Directions for this task: The full listing is needed, transcribed word for word.

Extracted records:
* * * * * * * * *

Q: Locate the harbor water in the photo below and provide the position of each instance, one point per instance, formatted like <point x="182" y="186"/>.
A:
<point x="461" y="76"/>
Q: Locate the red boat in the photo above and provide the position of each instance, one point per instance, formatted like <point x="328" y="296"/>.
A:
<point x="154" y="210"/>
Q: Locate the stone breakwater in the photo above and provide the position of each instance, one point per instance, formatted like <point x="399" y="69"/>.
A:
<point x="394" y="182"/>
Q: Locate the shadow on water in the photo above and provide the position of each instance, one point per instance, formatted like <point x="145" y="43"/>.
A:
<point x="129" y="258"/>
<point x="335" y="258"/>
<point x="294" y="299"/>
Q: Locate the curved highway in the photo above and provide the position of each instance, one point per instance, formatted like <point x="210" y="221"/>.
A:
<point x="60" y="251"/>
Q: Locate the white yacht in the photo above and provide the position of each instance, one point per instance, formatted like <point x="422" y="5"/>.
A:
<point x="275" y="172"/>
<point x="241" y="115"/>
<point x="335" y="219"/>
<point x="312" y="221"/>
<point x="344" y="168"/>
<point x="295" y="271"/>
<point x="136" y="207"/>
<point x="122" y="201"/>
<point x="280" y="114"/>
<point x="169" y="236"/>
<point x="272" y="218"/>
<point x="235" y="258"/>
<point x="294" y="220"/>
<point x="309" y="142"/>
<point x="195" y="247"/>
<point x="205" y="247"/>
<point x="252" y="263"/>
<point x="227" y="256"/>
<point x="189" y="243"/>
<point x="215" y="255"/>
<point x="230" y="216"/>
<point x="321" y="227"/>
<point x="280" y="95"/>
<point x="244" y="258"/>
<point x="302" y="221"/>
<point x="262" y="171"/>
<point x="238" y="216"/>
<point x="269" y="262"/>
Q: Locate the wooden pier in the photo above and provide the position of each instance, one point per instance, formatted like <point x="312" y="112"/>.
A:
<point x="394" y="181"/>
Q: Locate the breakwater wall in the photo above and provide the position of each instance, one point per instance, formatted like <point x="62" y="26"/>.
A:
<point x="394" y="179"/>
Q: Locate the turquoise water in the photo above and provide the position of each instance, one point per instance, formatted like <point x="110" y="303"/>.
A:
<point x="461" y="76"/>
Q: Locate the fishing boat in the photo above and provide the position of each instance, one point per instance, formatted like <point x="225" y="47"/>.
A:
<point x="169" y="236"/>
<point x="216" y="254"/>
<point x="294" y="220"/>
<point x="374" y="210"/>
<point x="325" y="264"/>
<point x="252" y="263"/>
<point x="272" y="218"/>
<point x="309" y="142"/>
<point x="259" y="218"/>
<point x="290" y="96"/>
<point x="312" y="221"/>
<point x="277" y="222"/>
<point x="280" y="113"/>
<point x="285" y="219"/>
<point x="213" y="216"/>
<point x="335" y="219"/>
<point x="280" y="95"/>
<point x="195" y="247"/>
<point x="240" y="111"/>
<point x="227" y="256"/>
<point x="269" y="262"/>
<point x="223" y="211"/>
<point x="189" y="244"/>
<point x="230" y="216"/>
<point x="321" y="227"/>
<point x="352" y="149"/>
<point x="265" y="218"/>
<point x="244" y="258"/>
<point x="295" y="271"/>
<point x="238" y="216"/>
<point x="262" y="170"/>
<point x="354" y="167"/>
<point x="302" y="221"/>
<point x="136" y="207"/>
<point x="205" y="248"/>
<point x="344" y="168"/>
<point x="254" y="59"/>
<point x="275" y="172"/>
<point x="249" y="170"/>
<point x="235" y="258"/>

* * * * * * * * *

Solution to the problem:
Q: Locate the harbor water in the photo below and provide the position of each instance, one point per instance, formatted like <point x="182" y="186"/>.
A:
<point x="461" y="76"/>
Q: Locate the red boat in the photo above and provide the position of each instance, one point per instance, formatted like <point x="328" y="296"/>.
A:
<point x="154" y="210"/>
Q: Locate the stone breakwater in the photo above and provide the position of each instance, one point per instance, formatted like <point x="399" y="69"/>.
A:
<point x="394" y="182"/>
Q: Locate the shadow on water in the photo above and provide the position of each instance, one point per instance, formatted like <point x="145" y="43"/>.
A:
<point x="129" y="258"/>
<point x="335" y="258"/>
<point x="294" y="299"/>
Q: Locate the curved highway in the photo above and provide the position of each instance, one point per instance, formatted like <point x="210" y="221"/>.
A:
<point x="60" y="251"/>
Q: Locate the white yacht in the photo above and provide the position of each instance, one point per instance, formatted like <point x="422" y="5"/>.
A:
<point x="275" y="172"/>
<point x="241" y="115"/>
<point x="335" y="219"/>
<point x="312" y="221"/>
<point x="344" y="168"/>
<point x="295" y="271"/>
<point x="136" y="207"/>
<point x="122" y="201"/>
<point x="280" y="114"/>
<point x="169" y="236"/>
<point x="272" y="218"/>
<point x="235" y="258"/>
<point x="294" y="220"/>
<point x="309" y="142"/>
<point x="195" y="247"/>
<point x="205" y="247"/>
<point x="252" y="263"/>
<point x="227" y="256"/>
<point x="189" y="243"/>
<point x="215" y="255"/>
<point x="230" y="216"/>
<point x="321" y="227"/>
<point x="280" y="95"/>
<point x="244" y="258"/>
<point x="302" y="221"/>
<point x="262" y="171"/>
<point x="238" y="216"/>
<point x="269" y="262"/>
Q: Locate the wooden pier in the photo above and provide the position of each instance, one point per instance, formatted like <point x="312" y="112"/>.
A:
<point x="394" y="181"/>
Q: Locate the breakwater wall in the photo above and provide the position of each instance, one point per instance, formatted like <point x="62" y="26"/>.
A:
<point x="394" y="179"/>
Q: Locate the turquoise water in the photo above and provide the position of each instance, one point per instance, formatted like <point x="110" y="303"/>.
A:
<point x="461" y="76"/>
Q: Locate the fishing boat in the photo above and provide the position of each instance, one point per instance, formatted like <point x="225" y="47"/>.
A:
<point x="169" y="236"/>
<point x="216" y="254"/>
<point x="294" y="220"/>
<point x="374" y="210"/>
<point x="325" y="264"/>
<point x="252" y="263"/>
<point x="272" y="218"/>
<point x="309" y="142"/>
<point x="259" y="218"/>
<point x="290" y="96"/>
<point x="312" y="221"/>
<point x="277" y="222"/>
<point x="280" y="113"/>
<point x="285" y="219"/>
<point x="213" y="216"/>
<point x="335" y="219"/>
<point x="280" y="95"/>
<point x="195" y="247"/>
<point x="240" y="111"/>
<point x="227" y="256"/>
<point x="269" y="262"/>
<point x="223" y="211"/>
<point x="189" y="244"/>
<point x="230" y="216"/>
<point x="321" y="227"/>
<point x="352" y="149"/>
<point x="265" y="218"/>
<point x="244" y="258"/>
<point x="295" y="271"/>
<point x="238" y="216"/>
<point x="262" y="170"/>
<point x="354" y="167"/>
<point x="302" y="221"/>
<point x="136" y="207"/>
<point x="205" y="248"/>
<point x="344" y="168"/>
<point x="254" y="59"/>
<point x="275" y="172"/>
<point x="249" y="170"/>
<point x="235" y="258"/>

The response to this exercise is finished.